PROBLEM REQUIREMENTS ▸ Please format every line of the listing below as a numbered list, leaving out any blank lines.

SUPPLIED RECORDS ▸
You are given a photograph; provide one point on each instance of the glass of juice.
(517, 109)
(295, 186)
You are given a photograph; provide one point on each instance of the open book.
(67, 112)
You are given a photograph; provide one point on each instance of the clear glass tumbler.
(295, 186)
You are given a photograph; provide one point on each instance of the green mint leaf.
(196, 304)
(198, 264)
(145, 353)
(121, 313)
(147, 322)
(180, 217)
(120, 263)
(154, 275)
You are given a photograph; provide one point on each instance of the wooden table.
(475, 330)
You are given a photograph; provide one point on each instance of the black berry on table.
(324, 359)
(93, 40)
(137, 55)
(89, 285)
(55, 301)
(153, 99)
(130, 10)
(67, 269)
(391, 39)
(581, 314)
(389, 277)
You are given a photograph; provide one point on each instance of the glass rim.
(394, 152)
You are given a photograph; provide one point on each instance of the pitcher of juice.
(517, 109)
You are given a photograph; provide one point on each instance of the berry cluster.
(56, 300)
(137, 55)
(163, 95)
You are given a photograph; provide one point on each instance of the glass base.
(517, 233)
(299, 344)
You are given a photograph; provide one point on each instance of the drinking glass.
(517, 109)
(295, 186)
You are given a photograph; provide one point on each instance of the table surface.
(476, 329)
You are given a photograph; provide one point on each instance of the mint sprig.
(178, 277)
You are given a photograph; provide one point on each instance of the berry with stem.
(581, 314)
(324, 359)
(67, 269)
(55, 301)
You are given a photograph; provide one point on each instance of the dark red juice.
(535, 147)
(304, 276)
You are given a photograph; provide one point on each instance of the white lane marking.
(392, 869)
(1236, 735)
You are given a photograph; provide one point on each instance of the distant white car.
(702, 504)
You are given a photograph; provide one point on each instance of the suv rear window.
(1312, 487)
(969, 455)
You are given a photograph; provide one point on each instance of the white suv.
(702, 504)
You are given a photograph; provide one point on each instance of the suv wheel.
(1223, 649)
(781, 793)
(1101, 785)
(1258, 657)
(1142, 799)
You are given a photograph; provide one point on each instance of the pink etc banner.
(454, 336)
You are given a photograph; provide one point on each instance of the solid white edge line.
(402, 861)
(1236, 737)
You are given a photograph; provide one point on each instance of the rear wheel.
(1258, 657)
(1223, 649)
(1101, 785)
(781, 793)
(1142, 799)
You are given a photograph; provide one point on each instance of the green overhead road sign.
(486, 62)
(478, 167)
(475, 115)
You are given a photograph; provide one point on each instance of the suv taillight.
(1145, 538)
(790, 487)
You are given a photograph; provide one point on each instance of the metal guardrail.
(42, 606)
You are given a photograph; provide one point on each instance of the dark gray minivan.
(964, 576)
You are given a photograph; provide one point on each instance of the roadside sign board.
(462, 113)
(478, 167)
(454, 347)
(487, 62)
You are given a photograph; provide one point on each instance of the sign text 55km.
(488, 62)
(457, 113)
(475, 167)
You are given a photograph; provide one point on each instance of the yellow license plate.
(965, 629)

EXERCISE RESULT ▸
1. You are given a photograph; provide one point on each instance of the glass of juice.
2. (517, 109)
3. (295, 186)
4. You are given a photograph; provide one point on each instance of the open book.
5. (67, 112)
6. You are given a photograph; provide one point on each instance of the clear glass tumbler.
7. (295, 186)
8. You are given a photograph; provide one point on each instance of the green mint leaf.
9. (196, 304)
10. (198, 264)
11. (145, 353)
12. (121, 313)
13. (147, 322)
14. (180, 217)
15. (120, 263)
16. (154, 275)
17. You are given a photograph; provide one point on each instance of the wooden table.
18. (475, 330)
19. You are given a photograph; provide one point on each instance of the black berry on table.
20. (324, 359)
21. (93, 40)
22. (137, 55)
23. (89, 285)
24. (55, 301)
25. (153, 99)
26. (130, 10)
27. (67, 269)
28. (391, 39)
29. (581, 314)
30. (389, 277)
31. You are given a photograph; provide one point on each instance of the glass rim.
32. (394, 152)
33. You are given a photograph; provide one point on each instance of the pitcher of juice.
34. (517, 109)
35. You are given a photograph; provide one point on each instance of the berry cluster.
36. (56, 300)
37. (137, 55)
38. (163, 95)
39. You are given a photograph; provide one point on each instance of the glass base.
40. (517, 233)
41. (299, 344)
42. You are given a photograph; provide one point on each instance of the drinking glass.
43. (517, 109)
44. (295, 186)
45. You are given a photograph; provide one point on each instance of the table surface.
46. (476, 329)
47. You are given a photograph; provide one point on each instance of the mint sprig.
48. (178, 277)
49. You are given a photograph; provide one point on each instance of the berry with stem.
50. (581, 314)
51. (324, 359)
52. (67, 269)
53. (55, 301)
54. You are given a photograph; provide one point on each instance of the dark red juice.
55. (535, 147)
56. (304, 276)
57. You are given a photograph; provide one point on each instance of the white lane marking.
58. (392, 869)
59. (1236, 735)
60. You are given a photograph; provide one point on each instance of the distant white car.
61. (702, 504)
62. You are given a photograph; provide one point on each instance of the suv rear window.
63. (1312, 487)
64. (969, 455)
65. You are given a photograph; provide one point on each instance of the white suv.
66. (702, 504)
67. You are given a photograph; provide one point on each instance of the suv wheel.
68. (1223, 649)
69. (781, 793)
70. (1101, 785)
71. (1258, 657)
72. (1142, 799)
73. You are given a photograph; provide one point on each instance of the pink etc banner.
74. (454, 336)
75. You are given a photograph; provide one point on each instance of the solid white edge line.
76. (402, 861)
77. (1236, 737)
78. You are given a photograph; provide one point on each instance of the rear wheel.
79. (1258, 657)
80. (1223, 649)
81. (1101, 785)
82. (781, 793)
83. (1142, 799)
84. You are given a photograph; provide one point on each instance of the green overhead road sign.
85. (486, 62)
86. (478, 167)
87. (475, 115)
88. You are given a photograph; provide one point on each instance of the suv taillight.
89. (1145, 538)
90. (790, 487)
91. You are given a photograph; provide one point on each instance of the metal guardrail.
92. (42, 606)
93. You are given a photograph; provide one point on each instance of the dark gray minivan.
94. (964, 576)
95. You are given a photograph; provide one point on each instance of the roadside sign board.
96. (462, 113)
97. (478, 167)
98. (454, 347)
99. (487, 62)
100. You are given a photograph; provide one point on each instance of the sign text 55km.
101. (488, 62)
102. (457, 113)
103. (475, 167)
104. You are given a photograph; provide one point on each instance of the yellow license plate.
105. (965, 629)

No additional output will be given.